▶ [TASK]: Count the lines in the data below that contain the word "kitchen", and give only that number.

--- start ---

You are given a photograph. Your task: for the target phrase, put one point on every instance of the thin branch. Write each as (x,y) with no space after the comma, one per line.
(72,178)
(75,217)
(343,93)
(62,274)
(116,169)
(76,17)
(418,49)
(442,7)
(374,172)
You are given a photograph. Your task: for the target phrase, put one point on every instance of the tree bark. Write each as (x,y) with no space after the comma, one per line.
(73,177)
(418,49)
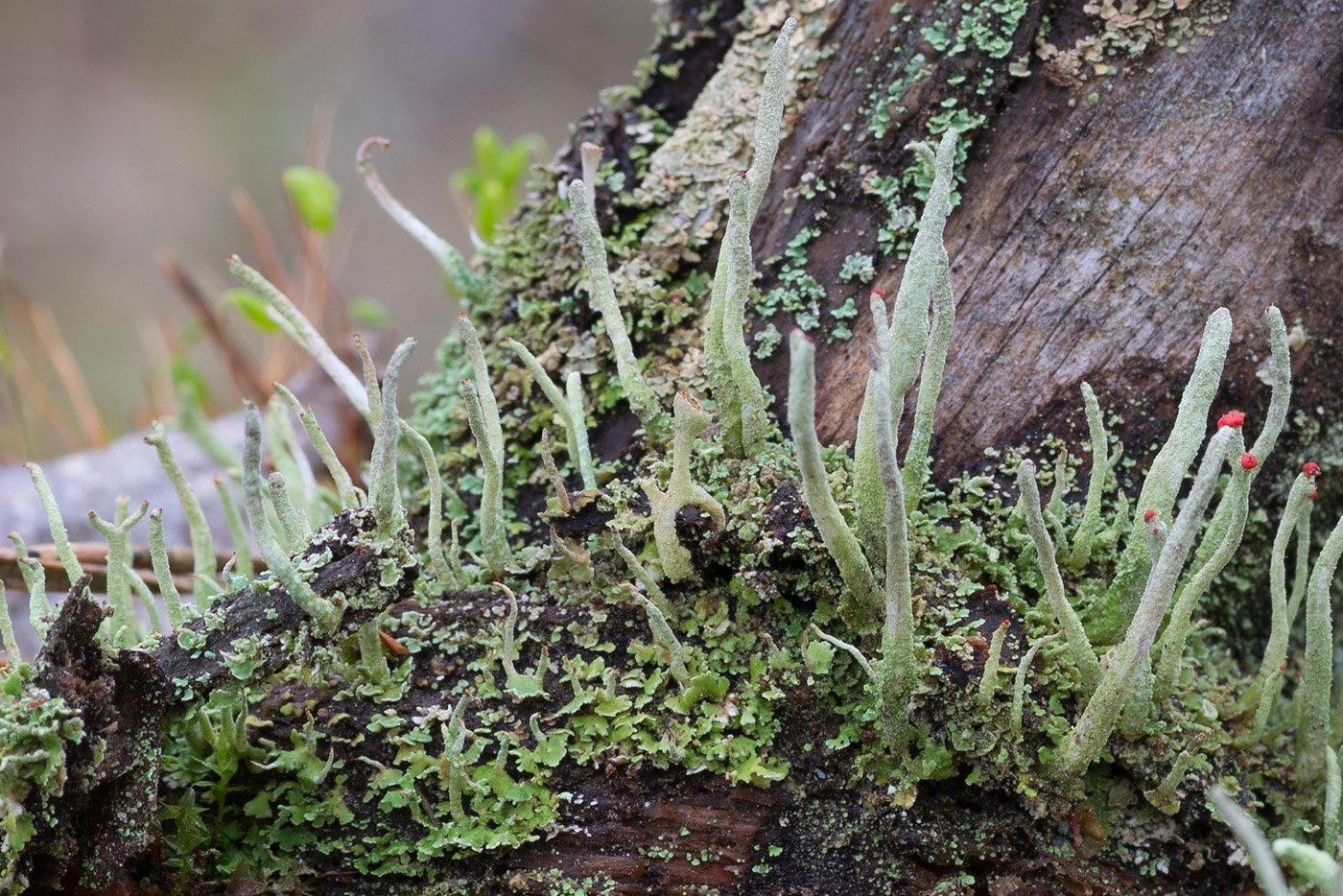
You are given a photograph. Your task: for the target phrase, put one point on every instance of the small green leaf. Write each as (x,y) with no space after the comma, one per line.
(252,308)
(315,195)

--- end ---
--- start ---

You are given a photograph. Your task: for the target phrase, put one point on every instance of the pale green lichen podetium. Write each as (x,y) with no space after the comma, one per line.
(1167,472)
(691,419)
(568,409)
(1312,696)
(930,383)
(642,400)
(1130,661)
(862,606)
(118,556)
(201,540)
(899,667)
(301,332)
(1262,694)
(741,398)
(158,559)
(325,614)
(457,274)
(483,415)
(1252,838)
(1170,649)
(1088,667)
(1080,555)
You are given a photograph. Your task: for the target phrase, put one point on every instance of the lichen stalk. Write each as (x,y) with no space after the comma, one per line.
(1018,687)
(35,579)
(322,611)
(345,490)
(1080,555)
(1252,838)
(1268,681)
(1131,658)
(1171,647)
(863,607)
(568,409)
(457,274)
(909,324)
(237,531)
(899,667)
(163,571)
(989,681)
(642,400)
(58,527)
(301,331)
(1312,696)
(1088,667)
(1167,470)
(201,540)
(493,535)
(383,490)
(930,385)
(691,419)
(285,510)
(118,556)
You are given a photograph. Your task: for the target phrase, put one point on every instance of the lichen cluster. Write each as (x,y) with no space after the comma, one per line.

--- end ---
--- start ---

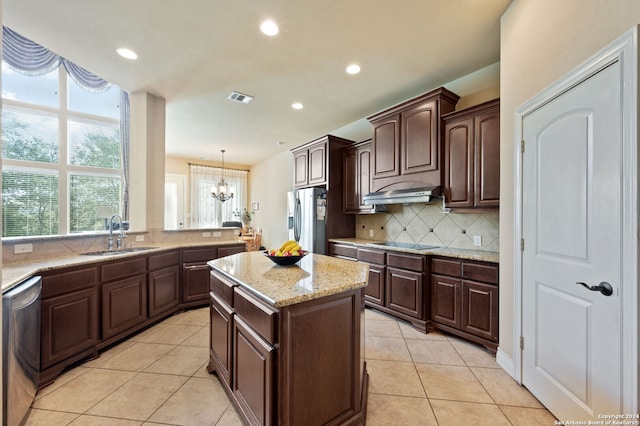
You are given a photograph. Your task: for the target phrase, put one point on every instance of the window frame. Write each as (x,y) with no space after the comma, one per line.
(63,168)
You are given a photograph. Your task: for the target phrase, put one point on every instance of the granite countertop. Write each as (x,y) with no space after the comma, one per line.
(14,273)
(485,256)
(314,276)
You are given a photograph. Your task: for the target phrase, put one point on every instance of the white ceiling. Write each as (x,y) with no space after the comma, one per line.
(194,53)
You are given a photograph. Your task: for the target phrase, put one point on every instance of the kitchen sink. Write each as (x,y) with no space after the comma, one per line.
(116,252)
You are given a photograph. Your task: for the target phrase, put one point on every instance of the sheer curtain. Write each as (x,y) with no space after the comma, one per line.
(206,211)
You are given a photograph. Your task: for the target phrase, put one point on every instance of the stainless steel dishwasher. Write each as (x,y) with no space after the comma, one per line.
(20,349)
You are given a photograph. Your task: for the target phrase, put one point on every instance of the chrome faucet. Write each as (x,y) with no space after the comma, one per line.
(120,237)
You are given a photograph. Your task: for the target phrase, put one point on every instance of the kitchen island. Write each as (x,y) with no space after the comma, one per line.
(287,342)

--- end ---

▶ [SOLUTION]: 2